» **Requirements**:
Count the lines in the records below that contain the string "trunk", and give only that number.

» **Material shown**:
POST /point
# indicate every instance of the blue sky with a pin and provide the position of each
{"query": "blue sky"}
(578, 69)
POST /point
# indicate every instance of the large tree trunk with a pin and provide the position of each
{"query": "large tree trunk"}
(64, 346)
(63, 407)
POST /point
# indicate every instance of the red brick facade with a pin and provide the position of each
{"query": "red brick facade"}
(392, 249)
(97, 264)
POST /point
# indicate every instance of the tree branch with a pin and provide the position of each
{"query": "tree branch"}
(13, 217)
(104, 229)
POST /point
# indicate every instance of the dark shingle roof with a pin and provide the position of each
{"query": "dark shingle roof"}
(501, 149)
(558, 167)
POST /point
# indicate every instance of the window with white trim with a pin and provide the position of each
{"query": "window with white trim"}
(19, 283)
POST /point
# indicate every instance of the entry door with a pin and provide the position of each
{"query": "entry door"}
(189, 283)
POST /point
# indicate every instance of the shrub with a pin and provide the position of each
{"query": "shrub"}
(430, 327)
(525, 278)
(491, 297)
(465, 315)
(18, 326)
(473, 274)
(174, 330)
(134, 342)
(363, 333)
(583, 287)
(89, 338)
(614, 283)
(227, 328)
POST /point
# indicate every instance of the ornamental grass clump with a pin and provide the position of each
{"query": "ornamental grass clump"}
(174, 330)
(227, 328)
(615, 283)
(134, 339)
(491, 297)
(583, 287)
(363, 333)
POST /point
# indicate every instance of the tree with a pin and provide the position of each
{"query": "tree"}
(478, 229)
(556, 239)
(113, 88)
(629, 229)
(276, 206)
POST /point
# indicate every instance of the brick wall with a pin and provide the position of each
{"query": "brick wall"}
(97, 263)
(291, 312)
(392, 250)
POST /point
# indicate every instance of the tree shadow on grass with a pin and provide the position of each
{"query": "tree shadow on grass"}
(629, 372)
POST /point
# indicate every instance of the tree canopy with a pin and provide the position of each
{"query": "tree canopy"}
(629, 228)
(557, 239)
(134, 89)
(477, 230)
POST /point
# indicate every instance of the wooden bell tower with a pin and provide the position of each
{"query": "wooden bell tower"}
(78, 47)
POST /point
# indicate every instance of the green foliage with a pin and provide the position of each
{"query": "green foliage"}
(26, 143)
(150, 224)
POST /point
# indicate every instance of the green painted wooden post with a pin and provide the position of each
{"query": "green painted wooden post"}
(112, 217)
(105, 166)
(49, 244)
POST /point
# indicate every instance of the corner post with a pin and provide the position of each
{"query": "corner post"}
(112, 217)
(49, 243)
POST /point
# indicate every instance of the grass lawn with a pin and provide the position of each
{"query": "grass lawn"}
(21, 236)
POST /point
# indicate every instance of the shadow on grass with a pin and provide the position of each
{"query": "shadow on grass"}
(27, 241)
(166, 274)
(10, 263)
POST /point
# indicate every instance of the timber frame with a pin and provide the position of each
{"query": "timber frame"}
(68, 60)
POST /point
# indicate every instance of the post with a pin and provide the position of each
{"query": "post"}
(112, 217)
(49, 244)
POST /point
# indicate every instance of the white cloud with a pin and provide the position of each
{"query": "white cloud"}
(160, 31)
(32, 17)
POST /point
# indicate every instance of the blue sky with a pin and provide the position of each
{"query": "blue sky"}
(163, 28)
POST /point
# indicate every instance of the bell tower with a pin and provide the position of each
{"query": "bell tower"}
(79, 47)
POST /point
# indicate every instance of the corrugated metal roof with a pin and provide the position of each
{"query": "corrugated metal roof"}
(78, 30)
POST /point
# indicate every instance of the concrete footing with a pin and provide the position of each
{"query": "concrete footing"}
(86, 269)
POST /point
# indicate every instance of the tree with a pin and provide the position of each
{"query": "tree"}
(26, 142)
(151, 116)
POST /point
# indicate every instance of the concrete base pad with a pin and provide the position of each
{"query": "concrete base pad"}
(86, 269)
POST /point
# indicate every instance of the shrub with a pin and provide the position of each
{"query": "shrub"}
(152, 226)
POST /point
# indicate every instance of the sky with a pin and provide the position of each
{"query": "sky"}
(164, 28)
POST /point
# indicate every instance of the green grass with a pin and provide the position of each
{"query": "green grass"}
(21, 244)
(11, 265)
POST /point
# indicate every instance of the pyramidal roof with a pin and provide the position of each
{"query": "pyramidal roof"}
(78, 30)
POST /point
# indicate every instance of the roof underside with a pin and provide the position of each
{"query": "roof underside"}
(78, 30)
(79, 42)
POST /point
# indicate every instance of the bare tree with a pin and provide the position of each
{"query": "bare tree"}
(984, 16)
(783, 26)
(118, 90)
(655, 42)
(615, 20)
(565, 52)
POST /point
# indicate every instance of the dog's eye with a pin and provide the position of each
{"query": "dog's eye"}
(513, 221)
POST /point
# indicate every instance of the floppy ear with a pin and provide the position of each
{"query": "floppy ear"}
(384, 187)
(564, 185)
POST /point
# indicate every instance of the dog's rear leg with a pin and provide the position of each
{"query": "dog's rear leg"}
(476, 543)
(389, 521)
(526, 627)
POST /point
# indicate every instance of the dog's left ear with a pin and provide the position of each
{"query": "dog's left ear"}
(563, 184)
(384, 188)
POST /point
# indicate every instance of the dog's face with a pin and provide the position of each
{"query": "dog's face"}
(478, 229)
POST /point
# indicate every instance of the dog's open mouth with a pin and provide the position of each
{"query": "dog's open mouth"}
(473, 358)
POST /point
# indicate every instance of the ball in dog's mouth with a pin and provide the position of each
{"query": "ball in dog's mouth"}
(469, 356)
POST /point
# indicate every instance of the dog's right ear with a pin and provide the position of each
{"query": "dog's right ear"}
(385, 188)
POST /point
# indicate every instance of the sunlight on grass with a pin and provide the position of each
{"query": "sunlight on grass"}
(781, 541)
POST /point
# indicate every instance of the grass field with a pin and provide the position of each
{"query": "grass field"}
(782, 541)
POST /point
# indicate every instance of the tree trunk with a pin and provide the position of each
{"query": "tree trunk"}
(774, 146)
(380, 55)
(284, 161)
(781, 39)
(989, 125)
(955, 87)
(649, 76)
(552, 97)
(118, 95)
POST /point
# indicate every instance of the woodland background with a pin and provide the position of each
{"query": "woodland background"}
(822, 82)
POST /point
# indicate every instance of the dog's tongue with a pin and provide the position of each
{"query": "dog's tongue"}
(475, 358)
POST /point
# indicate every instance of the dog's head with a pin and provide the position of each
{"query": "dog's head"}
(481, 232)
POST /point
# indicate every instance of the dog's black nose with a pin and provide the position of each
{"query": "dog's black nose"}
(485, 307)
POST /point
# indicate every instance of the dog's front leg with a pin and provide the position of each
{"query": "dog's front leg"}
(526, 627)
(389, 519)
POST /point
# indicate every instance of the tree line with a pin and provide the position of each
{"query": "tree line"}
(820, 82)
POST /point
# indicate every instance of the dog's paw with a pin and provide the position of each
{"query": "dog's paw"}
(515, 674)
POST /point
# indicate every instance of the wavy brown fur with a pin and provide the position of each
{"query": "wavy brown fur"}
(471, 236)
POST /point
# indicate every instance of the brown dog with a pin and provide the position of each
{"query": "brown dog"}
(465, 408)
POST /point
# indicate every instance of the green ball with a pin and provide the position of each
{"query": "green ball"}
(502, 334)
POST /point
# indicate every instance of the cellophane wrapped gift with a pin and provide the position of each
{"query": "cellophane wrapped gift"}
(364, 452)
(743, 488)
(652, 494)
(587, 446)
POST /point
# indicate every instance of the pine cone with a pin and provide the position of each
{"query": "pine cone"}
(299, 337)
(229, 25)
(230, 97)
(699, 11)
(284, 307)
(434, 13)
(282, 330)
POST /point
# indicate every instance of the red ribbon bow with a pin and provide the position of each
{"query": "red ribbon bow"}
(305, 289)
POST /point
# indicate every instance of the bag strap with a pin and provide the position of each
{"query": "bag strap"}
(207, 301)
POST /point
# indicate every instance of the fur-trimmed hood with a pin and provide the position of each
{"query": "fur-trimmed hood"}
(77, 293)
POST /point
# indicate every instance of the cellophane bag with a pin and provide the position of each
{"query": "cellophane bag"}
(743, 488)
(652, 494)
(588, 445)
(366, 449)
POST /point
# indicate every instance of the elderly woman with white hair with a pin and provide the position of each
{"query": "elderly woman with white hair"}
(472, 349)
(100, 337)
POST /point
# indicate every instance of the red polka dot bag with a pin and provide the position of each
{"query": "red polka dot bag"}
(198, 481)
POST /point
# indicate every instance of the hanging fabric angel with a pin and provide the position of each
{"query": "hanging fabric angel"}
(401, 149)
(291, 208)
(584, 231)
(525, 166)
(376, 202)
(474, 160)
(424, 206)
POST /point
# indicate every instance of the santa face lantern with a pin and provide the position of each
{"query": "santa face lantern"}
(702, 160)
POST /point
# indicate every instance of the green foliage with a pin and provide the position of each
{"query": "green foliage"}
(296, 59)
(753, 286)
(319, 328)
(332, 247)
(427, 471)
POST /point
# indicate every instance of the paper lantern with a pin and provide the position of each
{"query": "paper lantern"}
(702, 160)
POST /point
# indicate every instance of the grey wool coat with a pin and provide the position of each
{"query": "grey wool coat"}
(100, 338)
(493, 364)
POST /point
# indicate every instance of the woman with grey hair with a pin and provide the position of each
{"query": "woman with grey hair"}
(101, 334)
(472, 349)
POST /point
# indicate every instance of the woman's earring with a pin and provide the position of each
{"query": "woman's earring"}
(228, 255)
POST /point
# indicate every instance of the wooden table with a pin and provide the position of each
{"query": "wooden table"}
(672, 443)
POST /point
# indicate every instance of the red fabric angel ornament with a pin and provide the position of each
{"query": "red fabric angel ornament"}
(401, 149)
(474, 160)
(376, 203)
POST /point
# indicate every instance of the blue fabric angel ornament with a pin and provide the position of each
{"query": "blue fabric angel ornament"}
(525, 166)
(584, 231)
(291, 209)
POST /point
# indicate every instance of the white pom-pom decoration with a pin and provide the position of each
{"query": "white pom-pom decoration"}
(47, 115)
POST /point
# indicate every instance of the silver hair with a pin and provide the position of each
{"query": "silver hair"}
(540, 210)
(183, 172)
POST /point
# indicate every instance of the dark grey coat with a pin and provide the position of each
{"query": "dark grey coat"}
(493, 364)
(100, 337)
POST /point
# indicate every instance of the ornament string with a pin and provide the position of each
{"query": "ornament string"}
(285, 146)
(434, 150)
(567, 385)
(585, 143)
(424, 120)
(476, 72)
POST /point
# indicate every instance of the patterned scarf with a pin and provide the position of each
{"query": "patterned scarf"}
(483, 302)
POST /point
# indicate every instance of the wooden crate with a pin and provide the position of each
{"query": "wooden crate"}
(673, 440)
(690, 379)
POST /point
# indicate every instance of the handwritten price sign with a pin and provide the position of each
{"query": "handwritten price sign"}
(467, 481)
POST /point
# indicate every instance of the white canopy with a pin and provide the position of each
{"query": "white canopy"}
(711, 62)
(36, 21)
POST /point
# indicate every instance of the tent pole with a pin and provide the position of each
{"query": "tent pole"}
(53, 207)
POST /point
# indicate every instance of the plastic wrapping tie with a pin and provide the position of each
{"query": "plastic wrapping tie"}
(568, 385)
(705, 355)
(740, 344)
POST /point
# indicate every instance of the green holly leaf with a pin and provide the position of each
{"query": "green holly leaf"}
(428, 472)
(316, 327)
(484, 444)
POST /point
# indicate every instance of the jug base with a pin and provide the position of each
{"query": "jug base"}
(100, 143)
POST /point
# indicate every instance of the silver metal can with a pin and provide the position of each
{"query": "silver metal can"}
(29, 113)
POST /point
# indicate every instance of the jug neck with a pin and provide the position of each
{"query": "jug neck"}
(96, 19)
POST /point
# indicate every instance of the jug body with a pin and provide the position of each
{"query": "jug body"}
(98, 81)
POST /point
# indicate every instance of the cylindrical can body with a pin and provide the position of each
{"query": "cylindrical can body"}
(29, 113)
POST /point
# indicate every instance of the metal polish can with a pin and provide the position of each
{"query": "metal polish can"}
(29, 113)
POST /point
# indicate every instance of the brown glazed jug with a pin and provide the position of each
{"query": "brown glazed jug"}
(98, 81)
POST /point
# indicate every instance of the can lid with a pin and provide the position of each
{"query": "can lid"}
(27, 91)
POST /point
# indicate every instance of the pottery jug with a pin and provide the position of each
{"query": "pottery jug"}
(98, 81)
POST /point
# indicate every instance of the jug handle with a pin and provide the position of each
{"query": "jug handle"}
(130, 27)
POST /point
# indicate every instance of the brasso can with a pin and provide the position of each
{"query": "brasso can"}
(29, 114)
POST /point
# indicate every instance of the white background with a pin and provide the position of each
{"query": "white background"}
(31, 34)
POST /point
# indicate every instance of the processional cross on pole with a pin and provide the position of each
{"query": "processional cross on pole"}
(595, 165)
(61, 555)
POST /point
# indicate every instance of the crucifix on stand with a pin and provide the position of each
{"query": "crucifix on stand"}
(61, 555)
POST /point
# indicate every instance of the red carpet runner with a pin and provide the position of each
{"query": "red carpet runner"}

» **Exercise solution**:
4